(Stored items from a collection)
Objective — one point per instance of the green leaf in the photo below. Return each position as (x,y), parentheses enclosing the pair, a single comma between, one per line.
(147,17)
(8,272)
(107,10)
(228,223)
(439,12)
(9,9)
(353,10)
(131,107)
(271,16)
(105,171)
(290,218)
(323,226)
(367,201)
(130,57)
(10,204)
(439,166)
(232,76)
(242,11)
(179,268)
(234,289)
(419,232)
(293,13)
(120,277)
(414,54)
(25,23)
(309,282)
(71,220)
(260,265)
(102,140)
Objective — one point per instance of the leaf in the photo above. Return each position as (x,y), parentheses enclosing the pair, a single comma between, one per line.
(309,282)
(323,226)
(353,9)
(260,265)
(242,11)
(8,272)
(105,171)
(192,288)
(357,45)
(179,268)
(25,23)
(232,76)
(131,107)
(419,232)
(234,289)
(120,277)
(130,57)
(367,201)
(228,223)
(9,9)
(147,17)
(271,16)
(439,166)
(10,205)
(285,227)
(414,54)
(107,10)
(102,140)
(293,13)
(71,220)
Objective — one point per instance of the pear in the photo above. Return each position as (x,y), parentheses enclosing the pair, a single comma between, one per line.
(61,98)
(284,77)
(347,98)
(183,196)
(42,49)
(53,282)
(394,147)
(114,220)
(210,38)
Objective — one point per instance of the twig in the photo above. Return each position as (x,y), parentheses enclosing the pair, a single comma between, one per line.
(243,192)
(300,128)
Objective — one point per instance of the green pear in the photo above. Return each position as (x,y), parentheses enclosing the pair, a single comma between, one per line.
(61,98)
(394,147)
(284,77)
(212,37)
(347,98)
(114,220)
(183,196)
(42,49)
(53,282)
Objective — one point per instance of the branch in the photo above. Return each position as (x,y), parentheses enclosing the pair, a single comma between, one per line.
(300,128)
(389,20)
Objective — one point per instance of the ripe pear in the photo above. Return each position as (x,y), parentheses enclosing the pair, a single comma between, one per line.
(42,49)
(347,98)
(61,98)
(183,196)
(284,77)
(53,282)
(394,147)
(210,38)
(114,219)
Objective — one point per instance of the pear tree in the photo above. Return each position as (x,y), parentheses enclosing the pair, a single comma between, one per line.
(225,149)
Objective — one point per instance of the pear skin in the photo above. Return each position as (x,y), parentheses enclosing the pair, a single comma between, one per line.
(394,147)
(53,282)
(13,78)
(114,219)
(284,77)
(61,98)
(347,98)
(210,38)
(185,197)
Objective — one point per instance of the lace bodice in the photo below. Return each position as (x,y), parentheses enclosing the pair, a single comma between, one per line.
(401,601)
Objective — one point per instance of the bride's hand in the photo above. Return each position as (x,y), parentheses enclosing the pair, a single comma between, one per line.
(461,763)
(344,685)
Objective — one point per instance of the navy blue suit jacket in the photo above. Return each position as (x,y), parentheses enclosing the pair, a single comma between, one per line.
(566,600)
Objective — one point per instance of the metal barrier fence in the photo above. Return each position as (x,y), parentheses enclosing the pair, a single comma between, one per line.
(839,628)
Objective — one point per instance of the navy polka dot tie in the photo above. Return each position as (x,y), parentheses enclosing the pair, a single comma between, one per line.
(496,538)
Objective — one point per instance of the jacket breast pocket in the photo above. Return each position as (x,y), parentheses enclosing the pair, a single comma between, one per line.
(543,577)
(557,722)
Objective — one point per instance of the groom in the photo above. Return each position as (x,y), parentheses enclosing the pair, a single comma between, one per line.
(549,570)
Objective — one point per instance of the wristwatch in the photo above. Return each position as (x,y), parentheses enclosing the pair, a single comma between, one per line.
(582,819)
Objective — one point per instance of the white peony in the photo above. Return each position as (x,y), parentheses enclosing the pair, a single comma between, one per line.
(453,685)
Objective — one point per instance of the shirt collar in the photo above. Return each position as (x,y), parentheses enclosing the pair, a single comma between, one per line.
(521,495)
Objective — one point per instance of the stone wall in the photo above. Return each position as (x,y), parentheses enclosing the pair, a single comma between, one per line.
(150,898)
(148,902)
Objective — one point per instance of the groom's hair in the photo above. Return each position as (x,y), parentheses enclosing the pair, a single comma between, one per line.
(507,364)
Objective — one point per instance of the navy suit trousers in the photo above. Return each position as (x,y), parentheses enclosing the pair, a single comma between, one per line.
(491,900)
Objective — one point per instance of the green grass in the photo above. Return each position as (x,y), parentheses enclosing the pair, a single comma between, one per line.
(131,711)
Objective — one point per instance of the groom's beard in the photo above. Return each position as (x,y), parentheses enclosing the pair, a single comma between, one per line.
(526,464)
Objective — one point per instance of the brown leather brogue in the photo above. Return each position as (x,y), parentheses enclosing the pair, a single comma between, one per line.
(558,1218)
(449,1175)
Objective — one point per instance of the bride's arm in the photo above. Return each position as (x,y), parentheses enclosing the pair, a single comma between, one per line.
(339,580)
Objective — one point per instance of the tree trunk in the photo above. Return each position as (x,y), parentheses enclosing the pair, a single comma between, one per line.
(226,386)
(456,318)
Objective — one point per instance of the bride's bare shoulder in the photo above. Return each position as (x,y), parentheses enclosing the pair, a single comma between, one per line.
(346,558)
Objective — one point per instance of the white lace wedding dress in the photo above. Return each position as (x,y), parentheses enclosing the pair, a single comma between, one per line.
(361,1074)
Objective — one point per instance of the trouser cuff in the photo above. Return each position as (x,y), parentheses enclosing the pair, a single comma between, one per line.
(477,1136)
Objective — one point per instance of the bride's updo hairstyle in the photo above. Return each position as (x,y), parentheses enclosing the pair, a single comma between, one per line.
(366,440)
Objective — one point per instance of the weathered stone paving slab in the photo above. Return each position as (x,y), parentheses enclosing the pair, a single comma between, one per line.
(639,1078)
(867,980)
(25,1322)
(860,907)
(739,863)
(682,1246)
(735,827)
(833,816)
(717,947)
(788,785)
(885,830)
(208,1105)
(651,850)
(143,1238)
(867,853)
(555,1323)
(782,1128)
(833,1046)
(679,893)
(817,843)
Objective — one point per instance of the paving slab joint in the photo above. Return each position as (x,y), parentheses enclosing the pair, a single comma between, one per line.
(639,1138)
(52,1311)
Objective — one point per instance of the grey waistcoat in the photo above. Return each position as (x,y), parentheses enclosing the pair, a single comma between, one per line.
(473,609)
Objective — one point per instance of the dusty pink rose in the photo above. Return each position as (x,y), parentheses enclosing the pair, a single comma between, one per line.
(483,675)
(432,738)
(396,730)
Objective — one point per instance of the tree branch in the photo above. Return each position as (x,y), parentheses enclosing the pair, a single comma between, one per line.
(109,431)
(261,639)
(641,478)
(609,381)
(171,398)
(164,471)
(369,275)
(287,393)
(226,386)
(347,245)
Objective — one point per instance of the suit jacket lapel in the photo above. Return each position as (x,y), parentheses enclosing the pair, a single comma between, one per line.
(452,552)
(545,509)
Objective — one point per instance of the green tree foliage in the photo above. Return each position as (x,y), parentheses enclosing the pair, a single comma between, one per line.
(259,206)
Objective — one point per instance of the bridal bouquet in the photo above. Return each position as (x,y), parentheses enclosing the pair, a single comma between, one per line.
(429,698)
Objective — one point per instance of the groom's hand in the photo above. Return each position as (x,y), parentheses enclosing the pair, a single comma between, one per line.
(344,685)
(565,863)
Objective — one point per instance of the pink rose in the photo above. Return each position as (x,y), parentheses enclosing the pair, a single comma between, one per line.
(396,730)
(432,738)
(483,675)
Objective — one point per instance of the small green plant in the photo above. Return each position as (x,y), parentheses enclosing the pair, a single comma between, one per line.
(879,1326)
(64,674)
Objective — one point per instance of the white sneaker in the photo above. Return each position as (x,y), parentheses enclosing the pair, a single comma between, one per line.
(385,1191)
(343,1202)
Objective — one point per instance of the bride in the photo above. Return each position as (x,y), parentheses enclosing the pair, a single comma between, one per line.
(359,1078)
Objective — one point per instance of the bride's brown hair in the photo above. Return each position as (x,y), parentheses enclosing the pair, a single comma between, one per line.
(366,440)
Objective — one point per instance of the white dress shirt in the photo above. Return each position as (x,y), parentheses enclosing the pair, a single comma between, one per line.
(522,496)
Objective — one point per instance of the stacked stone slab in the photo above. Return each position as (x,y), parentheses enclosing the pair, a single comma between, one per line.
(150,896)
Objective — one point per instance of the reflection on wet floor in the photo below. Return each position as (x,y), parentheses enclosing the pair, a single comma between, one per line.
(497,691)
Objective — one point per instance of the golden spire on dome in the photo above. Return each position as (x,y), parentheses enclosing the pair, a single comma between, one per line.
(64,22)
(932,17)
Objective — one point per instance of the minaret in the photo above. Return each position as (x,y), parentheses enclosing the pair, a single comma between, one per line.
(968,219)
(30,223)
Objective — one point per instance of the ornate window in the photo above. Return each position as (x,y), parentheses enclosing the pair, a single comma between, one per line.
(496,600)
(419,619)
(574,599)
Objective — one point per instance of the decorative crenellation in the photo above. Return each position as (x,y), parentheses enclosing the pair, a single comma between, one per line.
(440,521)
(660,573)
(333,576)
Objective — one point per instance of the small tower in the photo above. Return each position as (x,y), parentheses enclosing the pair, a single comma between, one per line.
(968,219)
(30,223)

Required task: Copy the lines verbatim, beginning with the line that contains "Objective — one point per instance of the ornate" and continuing through the last line of the records.

Written answer:
Objective — one point per instance of the ornate window in the photo above. Return each position as (x,y), parentheses enclosing the pair, a single comma between, one per line.
(496,600)
(419,619)
(574,599)
Objective — one point per instance of the decorative crenellation in the photo above. Return each position as (x,y), parentheses enclosing the pair, a single comma between, one per line.
(440,521)
(660,573)
(333,576)
Objective — one point per instance of the small tower in the photo above. Return each position as (x,y), parentheses enclosing the pair, a single comma between, one per line.
(968,219)
(30,223)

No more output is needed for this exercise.